**WHAT YOU ARE ASKED TO DO:**
Reproduce all of the material below, changing every "set one pin per instance" to "place one point for each instance" and keeping everything else as it is.

....

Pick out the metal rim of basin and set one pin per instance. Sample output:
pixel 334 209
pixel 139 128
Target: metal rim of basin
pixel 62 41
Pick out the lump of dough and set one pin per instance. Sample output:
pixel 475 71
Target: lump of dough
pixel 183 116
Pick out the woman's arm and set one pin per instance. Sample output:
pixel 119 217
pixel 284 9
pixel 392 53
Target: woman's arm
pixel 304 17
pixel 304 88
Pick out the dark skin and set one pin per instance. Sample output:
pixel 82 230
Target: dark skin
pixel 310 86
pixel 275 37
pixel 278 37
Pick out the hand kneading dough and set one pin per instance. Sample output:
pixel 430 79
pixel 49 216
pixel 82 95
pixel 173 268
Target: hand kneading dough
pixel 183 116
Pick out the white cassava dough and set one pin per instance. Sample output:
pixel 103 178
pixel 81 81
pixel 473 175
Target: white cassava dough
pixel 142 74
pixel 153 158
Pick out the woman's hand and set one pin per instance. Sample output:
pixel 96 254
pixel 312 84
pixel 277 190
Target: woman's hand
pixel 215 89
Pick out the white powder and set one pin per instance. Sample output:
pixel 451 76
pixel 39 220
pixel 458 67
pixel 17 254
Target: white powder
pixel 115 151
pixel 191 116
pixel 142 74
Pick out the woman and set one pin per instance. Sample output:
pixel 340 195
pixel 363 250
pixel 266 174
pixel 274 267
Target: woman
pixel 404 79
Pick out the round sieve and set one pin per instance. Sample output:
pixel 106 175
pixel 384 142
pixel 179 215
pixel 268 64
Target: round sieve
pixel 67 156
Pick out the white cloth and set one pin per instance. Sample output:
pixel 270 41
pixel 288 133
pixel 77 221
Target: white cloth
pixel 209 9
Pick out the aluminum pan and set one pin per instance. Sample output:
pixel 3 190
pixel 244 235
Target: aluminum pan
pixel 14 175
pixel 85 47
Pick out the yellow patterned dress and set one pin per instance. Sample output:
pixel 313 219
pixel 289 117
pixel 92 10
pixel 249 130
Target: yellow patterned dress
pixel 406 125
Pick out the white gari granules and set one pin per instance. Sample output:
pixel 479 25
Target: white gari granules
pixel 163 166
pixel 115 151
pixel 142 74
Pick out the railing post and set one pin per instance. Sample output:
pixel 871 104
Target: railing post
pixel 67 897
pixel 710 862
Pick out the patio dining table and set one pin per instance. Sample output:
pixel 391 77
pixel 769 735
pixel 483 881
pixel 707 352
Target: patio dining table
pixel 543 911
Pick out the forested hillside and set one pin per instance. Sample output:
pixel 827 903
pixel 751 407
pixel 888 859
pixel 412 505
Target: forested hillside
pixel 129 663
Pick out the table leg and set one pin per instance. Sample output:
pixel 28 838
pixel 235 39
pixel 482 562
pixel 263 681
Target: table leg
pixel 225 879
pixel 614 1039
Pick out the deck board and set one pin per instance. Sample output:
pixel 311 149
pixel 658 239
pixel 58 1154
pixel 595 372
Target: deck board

....

**FINAL RESULT:**
Pick out the metal rim of basin and place one point for each instance. Sample output:
pixel 334 209
pixel 139 128
Target: metal rim of basin
pixel 62 41
Pick out the lump of dough and place one point for each instance. Sample output:
pixel 475 71
Target: lump of dough
pixel 183 116
Pick out the woman's arm and place one point for each instance. Sample output:
pixel 119 217
pixel 284 9
pixel 392 53
Target: woman's arm
pixel 304 17
pixel 304 88
Pick out the dark skin and place one point for each instance. Sample output:
pixel 82 230
Target: dark skin
pixel 310 86
pixel 275 37
pixel 278 37
Pick out the hand kneading dough and place one point for each instance. Sample output:
pixel 430 79
pixel 49 216
pixel 82 95
pixel 173 268
Target: hand kneading dough
pixel 183 116
Pick out the white cassava dough and place one point for each instance. Sample output:
pixel 103 178
pixel 81 81
pixel 473 175
Target: white cassava dough
pixel 142 74
pixel 153 158
Pick out the woman's hand and place one point for each instance. Sample output:
pixel 96 254
pixel 312 84
pixel 277 190
Target: woman's hand
pixel 215 89
Pick out the white powder and place one point for each instance. Sample output:
pixel 451 76
pixel 39 220
pixel 458 67
pixel 17 254
Target: white powder
pixel 115 151
pixel 191 116
pixel 142 74
Pick out the woman and place one point for each instance. Sample output:
pixel 340 195
pixel 363 250
pixel 266 174
pixel 274 267
Target: woman
pixel 404 79
Pick out the round sieve and place one point for each instance. Sample output:
pixel 106 175
pixel 384 142
pixel 179 215
pixel 268 64
Target: round sieve
pixel 67 156
Pick out the white cloth and place one point for each instance. Sample output:
pixel 270 41
pixel 288 133
pixel 77 221
Target: white cloth
pixel 209 9
Pick out the aluminum pan and place one point for each instance. Sample output:
pixel 3 190
pixel 244 235
Target: aluminum pan
pixel 14 175
pixel 85 47
Pick out the yellow patterned dress and place one point for each instance. Sample output:
pixel 313 219
pixel 289 117
pixel 92 10
pixel 249 130
Target: yellow patterned dress
pixel 406 125
Pick out the white gari granules and place one point for each instance. Sample output:
pixel 479 25
Target: white gari granules
pixel 163 166
pixel 115 151
pixel 142 74
Pick out the railing post and place one point for each instance. Sample output:
pixel 871 104
Target: railing post
pixel 67 897
pixel 710 862
Pick out the patio dining table and place one point for each instance. Sample output:
pixel 391 77
pixel 769 735
pixel 483 881
pixel 707 352
Target: patio dining table
pixel 543 911
Pick out the forested hillside and place one point for each instance. Sample output:
pixel 827 903
pixel 751 407
pixel 888 859
pixel 412 505
Target: forested hillside
pixel 129 663
Pick out the table leg and place one point for each instance. Sample output:
pixel 28 838
pixel 235 39
pixel 482 562
pixel 263 681
Target: table leg
pixel 225 879
pixel 614 1039
Pick out the deck board and place one point for each instance. Sample output:
pixel 311 149
pixel 658 239
pixel 58 1154
pixel 595 372
Target: deck board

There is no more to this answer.